(WORKING DATA)
▼▼▼

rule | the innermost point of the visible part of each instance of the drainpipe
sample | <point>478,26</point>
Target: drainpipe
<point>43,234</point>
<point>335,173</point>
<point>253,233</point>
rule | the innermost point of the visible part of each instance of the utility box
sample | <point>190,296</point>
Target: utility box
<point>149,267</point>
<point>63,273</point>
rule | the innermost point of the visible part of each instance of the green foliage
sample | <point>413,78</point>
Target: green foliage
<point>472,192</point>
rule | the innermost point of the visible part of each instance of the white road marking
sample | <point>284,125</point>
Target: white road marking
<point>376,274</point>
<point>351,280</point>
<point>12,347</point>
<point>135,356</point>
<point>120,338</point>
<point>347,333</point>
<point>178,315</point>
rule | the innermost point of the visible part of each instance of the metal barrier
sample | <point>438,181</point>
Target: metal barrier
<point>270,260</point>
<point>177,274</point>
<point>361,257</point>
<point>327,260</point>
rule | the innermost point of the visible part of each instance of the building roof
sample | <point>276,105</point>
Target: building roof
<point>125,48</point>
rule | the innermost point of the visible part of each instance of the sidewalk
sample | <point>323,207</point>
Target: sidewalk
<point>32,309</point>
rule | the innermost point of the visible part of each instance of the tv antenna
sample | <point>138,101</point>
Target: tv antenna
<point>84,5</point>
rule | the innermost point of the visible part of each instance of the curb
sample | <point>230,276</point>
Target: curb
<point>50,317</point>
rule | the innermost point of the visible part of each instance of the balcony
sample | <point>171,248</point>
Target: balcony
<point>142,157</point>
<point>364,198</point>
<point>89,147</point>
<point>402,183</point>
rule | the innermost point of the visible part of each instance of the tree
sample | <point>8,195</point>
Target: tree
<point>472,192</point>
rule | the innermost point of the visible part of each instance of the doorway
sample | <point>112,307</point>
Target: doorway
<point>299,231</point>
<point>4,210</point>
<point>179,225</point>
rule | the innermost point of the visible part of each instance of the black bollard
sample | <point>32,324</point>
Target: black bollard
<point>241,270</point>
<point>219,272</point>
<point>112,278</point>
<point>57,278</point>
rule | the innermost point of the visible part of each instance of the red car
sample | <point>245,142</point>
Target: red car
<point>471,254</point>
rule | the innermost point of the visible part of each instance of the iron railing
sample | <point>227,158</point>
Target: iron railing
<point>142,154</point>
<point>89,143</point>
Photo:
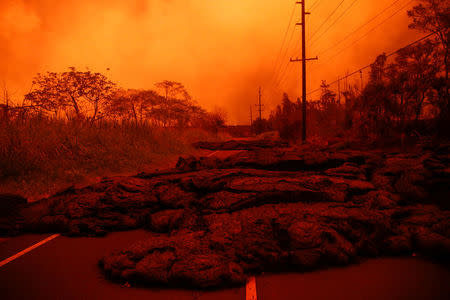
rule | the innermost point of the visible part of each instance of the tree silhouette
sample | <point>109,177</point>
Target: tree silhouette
<point>85,93</point>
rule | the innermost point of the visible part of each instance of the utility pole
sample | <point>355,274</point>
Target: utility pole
<point>303,60</point>
<point>339,90</point>
<point>259,105</point>
<point>362,86</point>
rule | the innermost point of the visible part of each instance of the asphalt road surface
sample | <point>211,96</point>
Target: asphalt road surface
<point>66,268</point>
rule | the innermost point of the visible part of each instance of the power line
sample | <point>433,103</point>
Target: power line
<point>335,21</point>
<point>369,65</point>
<point>326,20</point>
<point>360,27</point>
<point>367,33</point>
<point>284,40</point>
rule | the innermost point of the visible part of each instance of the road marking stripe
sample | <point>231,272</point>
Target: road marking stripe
<point>211,154</point>
<point>250,289</point>
<point>23,252</point>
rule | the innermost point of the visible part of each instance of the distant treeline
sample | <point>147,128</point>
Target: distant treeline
<point>92,97</point>
<point>408,95</point>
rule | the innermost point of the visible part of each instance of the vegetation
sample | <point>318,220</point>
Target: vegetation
<point>407,95</point>
<point>75,126</point>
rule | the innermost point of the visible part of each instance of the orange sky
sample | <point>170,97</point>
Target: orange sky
<point>221,50</point>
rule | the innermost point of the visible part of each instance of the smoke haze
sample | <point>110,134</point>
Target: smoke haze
<point>221,50</point>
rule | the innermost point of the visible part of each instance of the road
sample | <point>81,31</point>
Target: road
<point>66,268</point>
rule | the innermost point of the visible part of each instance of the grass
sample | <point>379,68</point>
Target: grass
<point>40,156</point>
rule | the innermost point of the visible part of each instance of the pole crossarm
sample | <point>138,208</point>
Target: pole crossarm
<point>300,60</point>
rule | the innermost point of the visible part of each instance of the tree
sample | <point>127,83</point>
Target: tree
<point>172,89</point>
<point>433,16</point>
<point>134,104</point>
<point>85,93</point>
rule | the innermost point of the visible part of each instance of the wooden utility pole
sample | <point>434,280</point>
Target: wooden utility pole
<point>362,85</point>
<point>303,60</point>
<point>259,105</point>
<point>339,91</point>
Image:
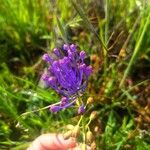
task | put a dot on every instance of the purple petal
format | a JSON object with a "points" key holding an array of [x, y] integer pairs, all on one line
{"points": [[81, 109], [47, 58], [55, 108], [82, 55]]}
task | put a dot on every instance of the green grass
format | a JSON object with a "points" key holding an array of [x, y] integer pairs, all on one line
{"points": [[115, 34]]}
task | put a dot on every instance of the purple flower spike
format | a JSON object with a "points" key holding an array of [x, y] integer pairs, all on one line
{"points": [[64, 101], [67, 74], [81, 109], [73, 48], [55, 108], [57, 52], [66, 47], [47, 58], [88, 70]]}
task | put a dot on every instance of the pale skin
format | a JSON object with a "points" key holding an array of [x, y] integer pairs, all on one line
{"points": [[54, 142]]}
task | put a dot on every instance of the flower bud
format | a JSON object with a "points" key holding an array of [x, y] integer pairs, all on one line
{"points": [[93, 146], [89, 137], [67, 135], [90, 100], [76, 131], [93, 115]]}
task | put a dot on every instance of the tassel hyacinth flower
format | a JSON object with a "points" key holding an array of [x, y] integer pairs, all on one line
{"points": [[67, 74]]}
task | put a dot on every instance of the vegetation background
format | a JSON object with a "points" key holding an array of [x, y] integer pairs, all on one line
{"points": [[116, 36]]}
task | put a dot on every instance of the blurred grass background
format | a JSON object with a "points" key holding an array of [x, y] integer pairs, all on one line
{"points": [[115, 34]]}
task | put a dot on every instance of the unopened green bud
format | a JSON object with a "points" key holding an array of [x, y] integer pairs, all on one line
{"points": [[67, 135]]}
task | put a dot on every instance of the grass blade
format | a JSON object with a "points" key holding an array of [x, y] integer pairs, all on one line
{"points": [[137, 48], [88, 25]]}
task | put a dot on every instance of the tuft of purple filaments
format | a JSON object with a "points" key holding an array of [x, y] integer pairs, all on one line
{"points": [[67, 74]]}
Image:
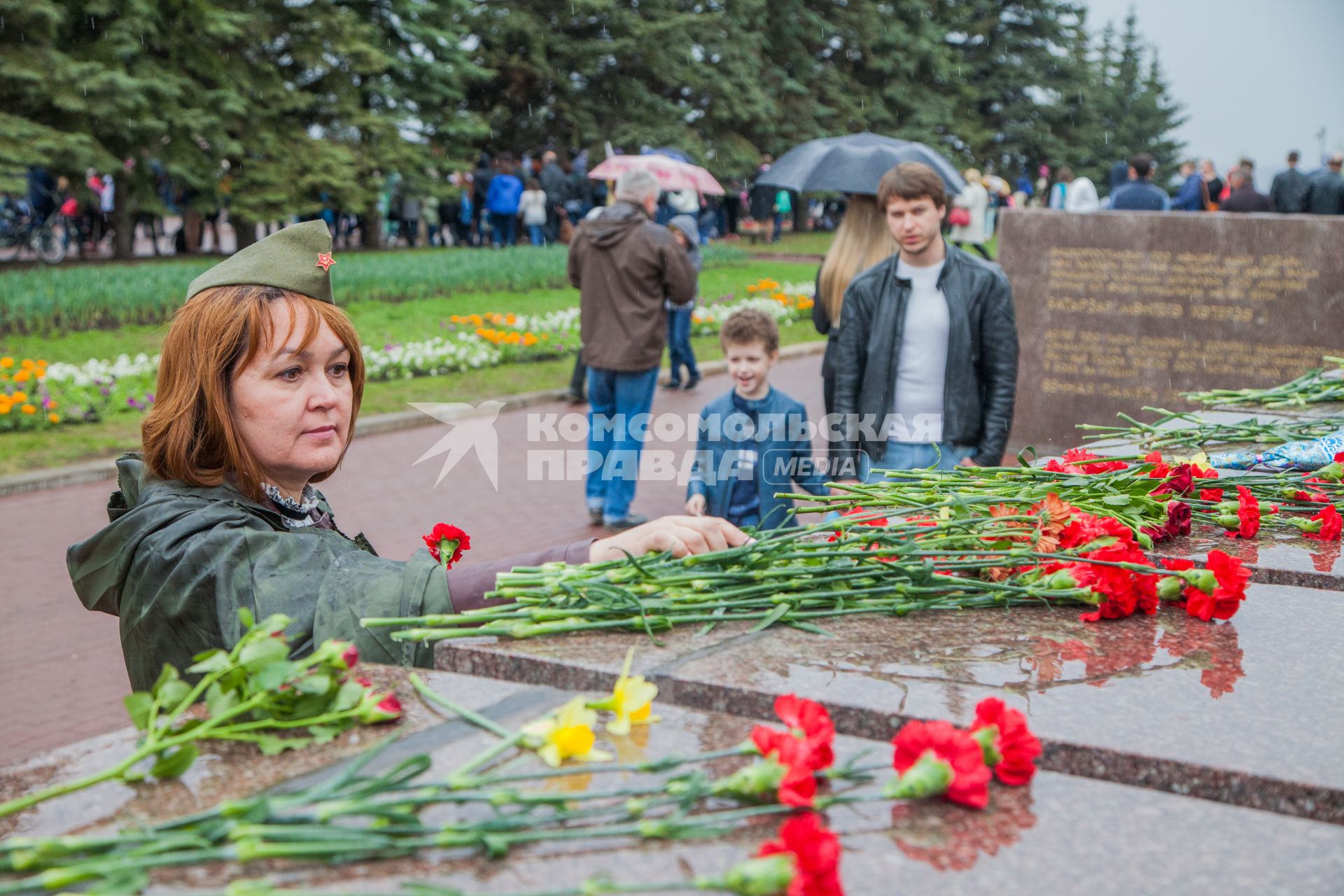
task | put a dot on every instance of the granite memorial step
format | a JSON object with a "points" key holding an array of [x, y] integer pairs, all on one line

▲▲▲

(TASK STATEMENT) Through the line that contains "the green foliage", copy the material above exactly, beginning at its first line and including nothing more.

(ANSWER SPACE)
rule | the innermost point of the visible part of each instance of the drainpipe
sample | <point>478,26</point>
Target: drainpipe
<point>43,234</point>
<point>335,173</point>
<point>253,233</point>
rule | the innermost point of the visible part of each instance of the utility box
sample | <point>190,296</point>
Target: utility box
<point>149,267</point>
<point>63,273</point>
rule | the innermost point of the visible part of each instance of the green foliage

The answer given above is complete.